Excerpt to read:
+ + + + +
SAT: Sequential Agent Tuning for Coordinator Free Plug and Play Multi-LLM Training with Monotonic Improvement Guarantees
Three 4B-parameter agents trained with SAT beat Qwen3-32B by 3.9% on math benchmarks.
A new paper from Yi Xie and colleagues (published at AAMAS 2026) introduces SAT (Sequential Agent Tuning), a training method that lets you deploy teams of smaller LLMs as a coordinated ensemble — without needing a central controller. The key innovation: SAT treats the multi-agent team as a factorized policy and updates agents sequentially via block-coordinate optimization. Each agent is trained with a sequence-aware advantage estimator and a per-agent KL trust region, which prevents the distribution shifts that normally plague multi-agent training. This setup provides two theoretical guarantees: monotonic improvement during training, and plug-and-play invariance — meaning any agent can be swapped for a stronger model without retraining the rest of the team, with a formal bound on performance improvement.
+ + + + +
Records:

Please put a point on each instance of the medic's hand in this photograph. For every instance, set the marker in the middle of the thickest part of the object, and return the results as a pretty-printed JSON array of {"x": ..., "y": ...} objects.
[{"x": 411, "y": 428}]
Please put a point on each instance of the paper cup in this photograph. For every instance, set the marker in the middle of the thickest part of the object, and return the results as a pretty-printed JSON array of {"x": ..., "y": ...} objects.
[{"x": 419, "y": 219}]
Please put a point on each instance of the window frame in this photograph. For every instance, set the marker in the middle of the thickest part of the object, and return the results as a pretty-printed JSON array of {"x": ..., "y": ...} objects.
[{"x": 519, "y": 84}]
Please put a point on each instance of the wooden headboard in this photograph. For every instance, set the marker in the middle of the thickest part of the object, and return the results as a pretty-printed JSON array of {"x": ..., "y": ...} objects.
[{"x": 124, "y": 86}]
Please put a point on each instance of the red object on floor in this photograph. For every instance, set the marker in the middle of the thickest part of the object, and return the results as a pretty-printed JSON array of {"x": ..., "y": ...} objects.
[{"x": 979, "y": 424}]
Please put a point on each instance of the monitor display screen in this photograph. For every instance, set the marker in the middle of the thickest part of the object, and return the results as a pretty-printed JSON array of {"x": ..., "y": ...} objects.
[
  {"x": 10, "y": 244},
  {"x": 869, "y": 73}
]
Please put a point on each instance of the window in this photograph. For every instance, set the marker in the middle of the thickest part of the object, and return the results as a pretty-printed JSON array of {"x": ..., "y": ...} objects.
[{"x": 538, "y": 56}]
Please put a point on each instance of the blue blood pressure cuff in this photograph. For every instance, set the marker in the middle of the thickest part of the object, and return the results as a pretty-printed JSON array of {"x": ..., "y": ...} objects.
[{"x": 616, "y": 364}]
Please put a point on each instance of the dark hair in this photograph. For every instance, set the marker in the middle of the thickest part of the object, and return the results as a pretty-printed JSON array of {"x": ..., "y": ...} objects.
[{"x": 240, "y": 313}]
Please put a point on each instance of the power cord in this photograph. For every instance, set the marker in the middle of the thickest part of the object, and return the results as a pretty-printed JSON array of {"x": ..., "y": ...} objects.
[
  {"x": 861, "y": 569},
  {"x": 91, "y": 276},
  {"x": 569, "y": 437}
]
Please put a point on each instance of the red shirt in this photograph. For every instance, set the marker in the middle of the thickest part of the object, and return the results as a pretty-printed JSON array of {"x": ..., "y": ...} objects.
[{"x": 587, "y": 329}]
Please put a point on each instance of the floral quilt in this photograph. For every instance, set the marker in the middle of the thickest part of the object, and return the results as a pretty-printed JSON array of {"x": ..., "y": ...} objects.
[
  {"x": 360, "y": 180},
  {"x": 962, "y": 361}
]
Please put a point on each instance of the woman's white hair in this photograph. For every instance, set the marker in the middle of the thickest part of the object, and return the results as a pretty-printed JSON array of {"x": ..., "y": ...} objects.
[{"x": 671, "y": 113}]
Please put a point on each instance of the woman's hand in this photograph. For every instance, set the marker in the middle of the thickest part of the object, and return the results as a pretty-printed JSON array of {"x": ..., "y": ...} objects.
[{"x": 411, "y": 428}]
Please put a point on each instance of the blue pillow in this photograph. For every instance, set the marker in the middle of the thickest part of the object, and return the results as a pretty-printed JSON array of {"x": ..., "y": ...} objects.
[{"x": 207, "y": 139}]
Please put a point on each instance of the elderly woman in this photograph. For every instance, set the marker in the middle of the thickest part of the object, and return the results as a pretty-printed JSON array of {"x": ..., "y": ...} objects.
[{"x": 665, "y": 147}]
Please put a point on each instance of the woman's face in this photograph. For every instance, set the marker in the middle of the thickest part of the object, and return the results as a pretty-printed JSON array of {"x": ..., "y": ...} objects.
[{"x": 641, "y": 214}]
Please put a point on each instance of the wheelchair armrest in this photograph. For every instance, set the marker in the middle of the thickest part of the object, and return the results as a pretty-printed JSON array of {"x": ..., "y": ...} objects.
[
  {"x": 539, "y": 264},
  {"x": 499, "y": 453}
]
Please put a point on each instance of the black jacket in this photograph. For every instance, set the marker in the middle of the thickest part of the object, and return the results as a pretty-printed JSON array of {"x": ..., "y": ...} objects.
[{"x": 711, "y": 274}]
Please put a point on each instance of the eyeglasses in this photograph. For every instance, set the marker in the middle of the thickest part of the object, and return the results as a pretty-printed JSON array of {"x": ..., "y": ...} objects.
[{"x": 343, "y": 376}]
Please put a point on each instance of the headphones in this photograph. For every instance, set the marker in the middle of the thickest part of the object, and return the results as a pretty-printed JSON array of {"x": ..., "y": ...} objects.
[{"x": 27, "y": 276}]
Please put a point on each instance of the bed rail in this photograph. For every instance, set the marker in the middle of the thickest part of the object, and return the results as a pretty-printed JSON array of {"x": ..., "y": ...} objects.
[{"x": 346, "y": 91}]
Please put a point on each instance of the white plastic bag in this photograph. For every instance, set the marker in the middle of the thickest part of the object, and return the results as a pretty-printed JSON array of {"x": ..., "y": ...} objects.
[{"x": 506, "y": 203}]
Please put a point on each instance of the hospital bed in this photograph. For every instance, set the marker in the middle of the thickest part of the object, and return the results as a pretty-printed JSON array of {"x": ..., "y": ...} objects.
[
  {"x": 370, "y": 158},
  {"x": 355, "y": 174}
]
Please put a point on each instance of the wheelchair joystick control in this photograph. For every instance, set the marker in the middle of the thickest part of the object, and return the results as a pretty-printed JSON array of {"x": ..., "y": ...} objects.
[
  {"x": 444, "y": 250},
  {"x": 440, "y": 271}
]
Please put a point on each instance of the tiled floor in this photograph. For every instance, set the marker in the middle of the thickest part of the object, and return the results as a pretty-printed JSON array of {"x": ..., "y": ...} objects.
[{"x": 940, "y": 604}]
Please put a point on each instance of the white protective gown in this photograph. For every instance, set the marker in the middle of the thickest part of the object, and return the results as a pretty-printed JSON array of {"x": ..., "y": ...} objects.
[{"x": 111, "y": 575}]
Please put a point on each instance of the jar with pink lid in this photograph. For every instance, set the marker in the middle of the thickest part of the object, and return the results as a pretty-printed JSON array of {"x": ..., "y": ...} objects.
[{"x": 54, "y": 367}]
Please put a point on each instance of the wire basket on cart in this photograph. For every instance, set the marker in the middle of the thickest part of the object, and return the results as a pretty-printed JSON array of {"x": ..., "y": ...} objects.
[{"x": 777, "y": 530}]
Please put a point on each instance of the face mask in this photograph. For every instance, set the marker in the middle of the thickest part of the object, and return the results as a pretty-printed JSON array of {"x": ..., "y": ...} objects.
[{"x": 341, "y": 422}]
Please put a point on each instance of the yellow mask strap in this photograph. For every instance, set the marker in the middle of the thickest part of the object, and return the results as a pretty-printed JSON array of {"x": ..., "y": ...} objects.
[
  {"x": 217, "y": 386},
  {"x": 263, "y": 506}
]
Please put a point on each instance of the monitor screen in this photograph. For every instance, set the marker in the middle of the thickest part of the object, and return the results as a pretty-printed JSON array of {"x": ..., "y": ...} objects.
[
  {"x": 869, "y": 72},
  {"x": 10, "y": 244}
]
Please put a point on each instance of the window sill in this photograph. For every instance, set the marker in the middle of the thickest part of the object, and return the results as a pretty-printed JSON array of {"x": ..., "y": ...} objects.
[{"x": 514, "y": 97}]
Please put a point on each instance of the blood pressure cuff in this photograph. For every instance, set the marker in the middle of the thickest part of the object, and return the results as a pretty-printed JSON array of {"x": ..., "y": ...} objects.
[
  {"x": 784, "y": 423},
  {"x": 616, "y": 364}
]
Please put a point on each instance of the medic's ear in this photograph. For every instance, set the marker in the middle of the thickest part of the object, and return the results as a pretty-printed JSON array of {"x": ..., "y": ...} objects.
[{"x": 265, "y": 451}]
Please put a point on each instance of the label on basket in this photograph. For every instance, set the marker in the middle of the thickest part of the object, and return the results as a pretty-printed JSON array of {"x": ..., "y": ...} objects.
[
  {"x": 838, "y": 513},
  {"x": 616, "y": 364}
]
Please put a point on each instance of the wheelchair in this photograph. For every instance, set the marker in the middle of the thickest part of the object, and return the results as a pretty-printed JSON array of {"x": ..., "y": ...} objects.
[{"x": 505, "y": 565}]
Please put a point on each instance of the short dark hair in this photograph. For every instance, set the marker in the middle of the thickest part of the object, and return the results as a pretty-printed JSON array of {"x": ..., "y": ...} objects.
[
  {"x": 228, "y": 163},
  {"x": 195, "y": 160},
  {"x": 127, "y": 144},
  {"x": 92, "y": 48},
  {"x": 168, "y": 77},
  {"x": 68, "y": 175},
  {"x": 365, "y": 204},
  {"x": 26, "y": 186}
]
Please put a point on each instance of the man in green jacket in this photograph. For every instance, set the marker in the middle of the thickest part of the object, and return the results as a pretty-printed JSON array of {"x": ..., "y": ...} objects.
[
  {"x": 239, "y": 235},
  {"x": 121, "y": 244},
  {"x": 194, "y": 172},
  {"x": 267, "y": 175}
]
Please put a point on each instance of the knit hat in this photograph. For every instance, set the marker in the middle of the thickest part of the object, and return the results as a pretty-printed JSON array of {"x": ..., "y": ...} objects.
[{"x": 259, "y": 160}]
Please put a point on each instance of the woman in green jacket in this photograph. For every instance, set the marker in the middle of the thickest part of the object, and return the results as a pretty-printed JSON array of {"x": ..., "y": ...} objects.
+ + + + +
Instructions:
A: Please answer these questions from the passage on Sequential Agent Tuning, each on its own line:
(i) What parameter count does each of the three agents trained with SAT have?
(ii) At which venue was the paper published?
(iii) Which two things is each agent trained with to prevent distribution shifts?
B: Write the next part of the passage on Sequential Agent Tuning, picking up after its final sentence.
The rows have nothing to do with the passage on Sequential Agent Tuning.

Results of the tasks:
A:
(i) 4B parameters
(ii) AAMAS 2026
(iii) A sequence-aware advantage estimator and a per-agent KL trust region

B:
Empirically, SAT delivers striking results. A team of three 4B-parameter agents (12B total parameters) trained with SAT surpasses the much larger Qwen3-32B model on the AIME24/25 math benchmarks by an average of 3.9%. Even more telling: when the researchers replaced two of the 4B agents with 8B agents (without retraining the remaining team), the composite score jumped by 10.4% — validating the plug-and-play theory. This suggests SAT could massively lower AI deployment costs: instead of running one monolithic model, organizations can use a modular team of smaller, cheaper models that collectively match or exceed cutting-edge performance. The code and proofs are available on arXiv.
- SAT trains multi-LLM teams sequentially without a coordinator, using per-agent KL trust regions to avoid distribution shifts.
- Three 4B agents (12B total) beat the single Qwen3-32B model by 3.9% on AIME24/25 math benchmarks.
- Plug-and-play invariance lets users swap any agent for a stronger one without retraining, boosting composite score by 10.4% when upgrading two agents to 8B.
Why It Matters
SAT makes smaller, cheaper LLM teams a viable alternative to monolithic giant models, cutting deployment costs.